**** Dataset excerpts ****

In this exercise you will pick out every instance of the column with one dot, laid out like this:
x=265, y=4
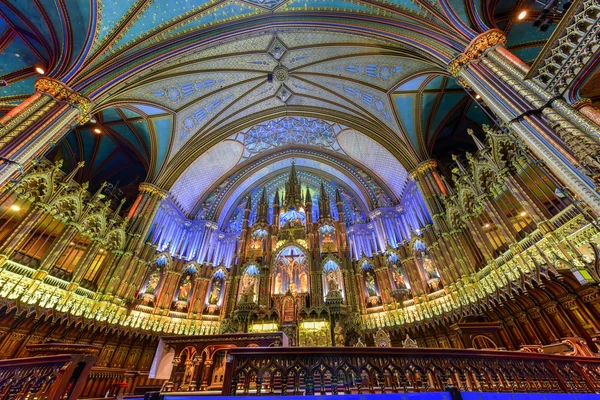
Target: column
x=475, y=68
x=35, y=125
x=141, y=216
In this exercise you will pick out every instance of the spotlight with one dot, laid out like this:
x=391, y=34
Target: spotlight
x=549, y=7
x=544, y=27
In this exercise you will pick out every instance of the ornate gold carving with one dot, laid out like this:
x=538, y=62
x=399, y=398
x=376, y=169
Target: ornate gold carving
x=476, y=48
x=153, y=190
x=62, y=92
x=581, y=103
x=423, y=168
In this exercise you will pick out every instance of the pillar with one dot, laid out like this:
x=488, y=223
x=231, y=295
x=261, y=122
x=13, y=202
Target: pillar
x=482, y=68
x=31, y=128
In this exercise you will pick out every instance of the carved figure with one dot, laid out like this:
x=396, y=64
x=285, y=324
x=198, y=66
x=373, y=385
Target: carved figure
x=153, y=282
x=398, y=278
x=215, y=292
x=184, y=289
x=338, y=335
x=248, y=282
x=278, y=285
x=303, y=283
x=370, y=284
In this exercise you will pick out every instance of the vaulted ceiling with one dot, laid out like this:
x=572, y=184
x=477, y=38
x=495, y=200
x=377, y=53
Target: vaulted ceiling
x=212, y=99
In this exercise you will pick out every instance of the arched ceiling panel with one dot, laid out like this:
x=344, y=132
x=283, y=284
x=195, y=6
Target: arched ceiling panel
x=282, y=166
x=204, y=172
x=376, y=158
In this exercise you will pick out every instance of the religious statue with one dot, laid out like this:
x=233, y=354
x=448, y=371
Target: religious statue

****
**** Dataset excerpts ****

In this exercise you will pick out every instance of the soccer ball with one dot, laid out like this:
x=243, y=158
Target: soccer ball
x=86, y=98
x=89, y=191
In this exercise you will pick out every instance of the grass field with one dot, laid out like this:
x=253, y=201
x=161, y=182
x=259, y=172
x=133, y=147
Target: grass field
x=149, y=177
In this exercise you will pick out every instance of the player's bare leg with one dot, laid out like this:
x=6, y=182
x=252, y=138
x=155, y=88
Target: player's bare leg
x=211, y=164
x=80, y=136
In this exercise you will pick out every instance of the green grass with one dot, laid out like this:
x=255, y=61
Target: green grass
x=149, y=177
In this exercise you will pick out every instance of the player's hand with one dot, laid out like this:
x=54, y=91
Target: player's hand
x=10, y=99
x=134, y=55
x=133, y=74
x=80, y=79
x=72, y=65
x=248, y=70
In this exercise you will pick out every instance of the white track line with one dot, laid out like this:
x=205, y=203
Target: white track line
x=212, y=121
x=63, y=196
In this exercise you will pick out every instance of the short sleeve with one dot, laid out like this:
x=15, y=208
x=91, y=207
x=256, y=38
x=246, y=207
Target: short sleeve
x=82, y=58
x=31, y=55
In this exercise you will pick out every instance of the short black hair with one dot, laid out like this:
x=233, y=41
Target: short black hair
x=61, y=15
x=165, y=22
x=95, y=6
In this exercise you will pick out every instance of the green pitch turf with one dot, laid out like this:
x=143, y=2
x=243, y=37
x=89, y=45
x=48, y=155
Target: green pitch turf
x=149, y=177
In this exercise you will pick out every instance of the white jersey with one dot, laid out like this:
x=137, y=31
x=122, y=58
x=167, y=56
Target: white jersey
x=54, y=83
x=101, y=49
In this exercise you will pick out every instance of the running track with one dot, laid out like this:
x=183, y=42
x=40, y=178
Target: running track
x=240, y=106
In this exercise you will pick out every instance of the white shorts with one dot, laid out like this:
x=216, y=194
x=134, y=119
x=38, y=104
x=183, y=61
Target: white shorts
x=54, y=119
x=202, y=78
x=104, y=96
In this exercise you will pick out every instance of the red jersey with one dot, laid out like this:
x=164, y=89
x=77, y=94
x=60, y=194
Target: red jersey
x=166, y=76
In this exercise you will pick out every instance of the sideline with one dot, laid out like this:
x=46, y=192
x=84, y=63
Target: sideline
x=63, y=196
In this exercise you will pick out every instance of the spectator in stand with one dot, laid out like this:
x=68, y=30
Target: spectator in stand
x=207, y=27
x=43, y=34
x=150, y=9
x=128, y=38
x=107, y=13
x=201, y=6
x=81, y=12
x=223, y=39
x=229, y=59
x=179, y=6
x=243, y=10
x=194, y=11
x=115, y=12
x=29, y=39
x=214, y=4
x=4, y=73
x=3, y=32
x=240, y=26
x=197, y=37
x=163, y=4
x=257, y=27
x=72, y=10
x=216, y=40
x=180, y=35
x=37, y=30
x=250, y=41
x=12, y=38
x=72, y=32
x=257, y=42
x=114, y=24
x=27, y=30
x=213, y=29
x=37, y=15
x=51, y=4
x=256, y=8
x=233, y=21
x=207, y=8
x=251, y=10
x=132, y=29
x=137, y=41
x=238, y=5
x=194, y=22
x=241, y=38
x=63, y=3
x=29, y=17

****

What to do - Update the rows starting at the line that contains "of the running" and ending at the line that contains "x=166, y=76", putting "white trunks" wherever "white shorts" appears and changing nothing else.

Complete output -
In this exercise you will pick out every instance of the running track with one dot, laid out like this:
x=183, y=42
x=40, y=178
Target: running track
x=240, y=106
In this exercise you will pick out every instance of the white trunks with one dot, laid out like this:
x=216, y=194
x=134, y=119
x=38, y=104
x=183, y=61
Target: white trunks
x=54, y=119
x=202, y=78
x=104, y=96
In this exercise you will pick out every instance of the red jersey with one dot, laid out like this:
x=164, y=89
x=77, y=94
x=60, y=194
Target: red jersey
x=166, y=76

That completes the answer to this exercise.